» Problem
Produce the records again in full, exactly as shown below.

» Record extracts

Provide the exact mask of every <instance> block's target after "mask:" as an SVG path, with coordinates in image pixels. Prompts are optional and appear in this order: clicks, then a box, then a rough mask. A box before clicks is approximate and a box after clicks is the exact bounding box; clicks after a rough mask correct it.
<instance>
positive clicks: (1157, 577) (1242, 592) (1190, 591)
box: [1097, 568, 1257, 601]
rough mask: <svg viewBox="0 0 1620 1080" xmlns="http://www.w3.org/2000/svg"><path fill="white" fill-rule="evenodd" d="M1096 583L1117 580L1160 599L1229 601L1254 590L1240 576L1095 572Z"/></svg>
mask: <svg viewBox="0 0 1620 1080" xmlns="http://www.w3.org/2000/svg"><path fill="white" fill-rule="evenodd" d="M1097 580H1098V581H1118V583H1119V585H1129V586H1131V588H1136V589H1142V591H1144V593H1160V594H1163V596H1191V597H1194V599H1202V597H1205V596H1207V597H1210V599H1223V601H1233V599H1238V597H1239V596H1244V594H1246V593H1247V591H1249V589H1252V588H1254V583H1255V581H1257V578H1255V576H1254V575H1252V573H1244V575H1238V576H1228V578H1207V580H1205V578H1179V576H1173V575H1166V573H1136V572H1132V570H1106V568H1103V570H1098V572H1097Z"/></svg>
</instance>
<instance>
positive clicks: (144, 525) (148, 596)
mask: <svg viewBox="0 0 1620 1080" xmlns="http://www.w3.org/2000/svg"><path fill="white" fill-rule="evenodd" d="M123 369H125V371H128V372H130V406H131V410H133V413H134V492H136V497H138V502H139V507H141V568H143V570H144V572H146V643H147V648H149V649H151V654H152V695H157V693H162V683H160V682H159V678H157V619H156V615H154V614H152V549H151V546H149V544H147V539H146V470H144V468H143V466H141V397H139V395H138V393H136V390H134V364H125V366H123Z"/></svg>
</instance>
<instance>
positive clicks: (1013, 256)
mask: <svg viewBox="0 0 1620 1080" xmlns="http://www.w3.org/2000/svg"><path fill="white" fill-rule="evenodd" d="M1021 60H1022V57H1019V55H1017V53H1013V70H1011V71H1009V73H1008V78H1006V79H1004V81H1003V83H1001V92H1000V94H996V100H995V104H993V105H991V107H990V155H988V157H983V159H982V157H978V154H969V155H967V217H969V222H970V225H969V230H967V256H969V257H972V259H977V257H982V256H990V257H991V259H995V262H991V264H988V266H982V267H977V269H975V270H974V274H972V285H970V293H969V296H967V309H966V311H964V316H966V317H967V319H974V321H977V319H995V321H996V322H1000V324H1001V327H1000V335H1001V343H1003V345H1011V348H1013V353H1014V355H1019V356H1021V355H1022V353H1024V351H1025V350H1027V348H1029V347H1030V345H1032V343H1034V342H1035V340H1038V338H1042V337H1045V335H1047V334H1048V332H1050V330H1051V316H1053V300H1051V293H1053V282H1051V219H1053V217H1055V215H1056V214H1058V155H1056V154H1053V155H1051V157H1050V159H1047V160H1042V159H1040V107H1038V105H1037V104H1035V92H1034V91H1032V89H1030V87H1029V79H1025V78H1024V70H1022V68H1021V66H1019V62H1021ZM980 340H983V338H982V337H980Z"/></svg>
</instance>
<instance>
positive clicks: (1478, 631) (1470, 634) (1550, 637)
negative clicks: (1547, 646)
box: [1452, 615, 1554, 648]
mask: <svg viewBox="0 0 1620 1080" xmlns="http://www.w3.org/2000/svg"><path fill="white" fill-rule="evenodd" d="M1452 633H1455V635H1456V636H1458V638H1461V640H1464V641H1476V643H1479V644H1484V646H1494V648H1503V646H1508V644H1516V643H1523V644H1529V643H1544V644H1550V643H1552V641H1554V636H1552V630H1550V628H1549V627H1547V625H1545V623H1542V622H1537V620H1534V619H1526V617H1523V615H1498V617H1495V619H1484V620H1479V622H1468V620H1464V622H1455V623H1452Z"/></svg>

» Solution for this exercise
Provide the exact mask of every <instance> block's target after "mask:" as an SVG path, with coordinates in image pixels. Prompts are optional and appear in this order: clicks, then a box, then a rough mask. A box before clicks is approximate and a box after clicks is the exact bounding box; clicks after a rough mask correct it.
<instance>
positive clicks: (1157, 577) (1242, 592) (1190, 591)
box: [1097, 568, 1257, 601]
rough mask: <svg viewBox="0 0 1620 1080" xmlns="http://www.w3.org/2000/svg"><path fill="white" fill-rule="evenodd" d="M1096 583L1117 580L1160 599L1229 601L1254 590L1240 576L1095 572Z"/></svg>
mask: <svg viewBox="0 0 1620 1080" xmlns="http://www.w3.org/2000/svg"><path fill="white" fill-rule="evenodd" d="M1097 580H1098V581H1118V583H1119V585H1129V586H1131V588H1136V589H1142V591H1144V593H1160V594H1163V596H1191V597H1194V599H1202V597H1205V596H1207V597H1210V599H1223V601H1233V599H1238V597H1239V596H1244V594H1246V593H1247V591H1249V589H1252V588H1254V583H1255V581H1257V578H1255V576H1254V575H1252V573H1244V575H1238V576H1228V578H1207V580H1205V578H1179V576H1173V575H1166V573H1136V572H1132V570H1106V568H1103V570H1098V572H1097Z"/></svg>
</instance>
<instance>
positive clicks: (144, 525) (148, 596)
mask: <svg viewBox="0 0 1620 1080" xmlns="http://www.w3.org/2000/svg"><path fill="white" fill-rule="evenodd" d="M123 369H125V371H128V372H130V406H131V410H133V413H134V492H136V497H138V502H139V507H141V568H143V570H144V572H146V643H147V648H149V649H151V654H152V695H157V693H162V683H160V682H159V678H157V619H156V615H154V614H152V549H151V546H149V544H147V539H146V470H144V468H143V466H141V397H139V395H138V393H136V390H134V364H125V366H123Z"/></svg>
</instance>
<instance>
positive clicks: (1013, 256)
mask: <svg viewBox="0 0 1620 1080" xmlns="http://www.w3.org/2000/svg"><path fill="white" fill-rule="evenodd" d="M1021 60H1022V57H1019V55H1017V53H1013V70H1011V71H1009V73H1008V78H1006V79H1004V81H1003V83H1001V92H1000V94H996V100H995V104H993V105H991V107H990V155H988V157H983V159H982V157H978V154H969V155H967V217H969V222H970V225H969V230H967V256H969V257H972V259H977V257H982V256H990V257H991V259H995V262H991V264H988V266H982V267H977V269H975V270H974V274H972V285H970V293H969V296H967V309H966V311H964V316H966V317H967V319H974V321H977V319H995V321H996V322H1000V324H1001V327H1000V335H1001V343H1003V345H1011V348H1013V353H1014V355H1019V356H1021V355H1022V353H1024V351H1025V350H1027V348H1029V347H1030V345H1032V343H1034V342H1035V340H1038V338H1042V337H1045V335H1047V334H1048V332H1050V330H1051V316H1053V300H1051V293H1053V282H1051V219H1053V217H1055V215H1056V214H1058V155H1056V154H1053V155H1051V157H1050V159H1047V160H1042V159H1040V107H1038V105H1037V104H1035V92H1034V91H1032V89H1030V87H1029V79H1025V78H1024V70H1022V68H1021V66H1019V62H1021ZM980 340H983V338H982V337H980Z"/></svg>
</instance>
<instance>
positive clicks: (1478, 631) (1470, 634) (1550, 637)
negative clicks: (1547, 646)
box: [1452, 615, 1554, 648]
mask: <svg viewBox="0 0 1620 1080" xmlns="http://www.w3.org/2000/svg"><path fill="white" fill-rule="evenodd" d="M1452 633H1455V635H1456V636H1458V638H1461V640H1464V641H1476V643H1479V644H1484V646H1494V648H1503V646H1508V644H1516V643H1523V644H1529V643H1544V644H1550V643H1552V641H1554V636H1552V630H1550V628H1549V627H1547V625H1545V623H1542V622H1537V620H1534V619H1526V617H1523V615H1498V617H1495V619H1484V620H1479V622H1468V620H1464V622H1455V623H1452Z"/></svg>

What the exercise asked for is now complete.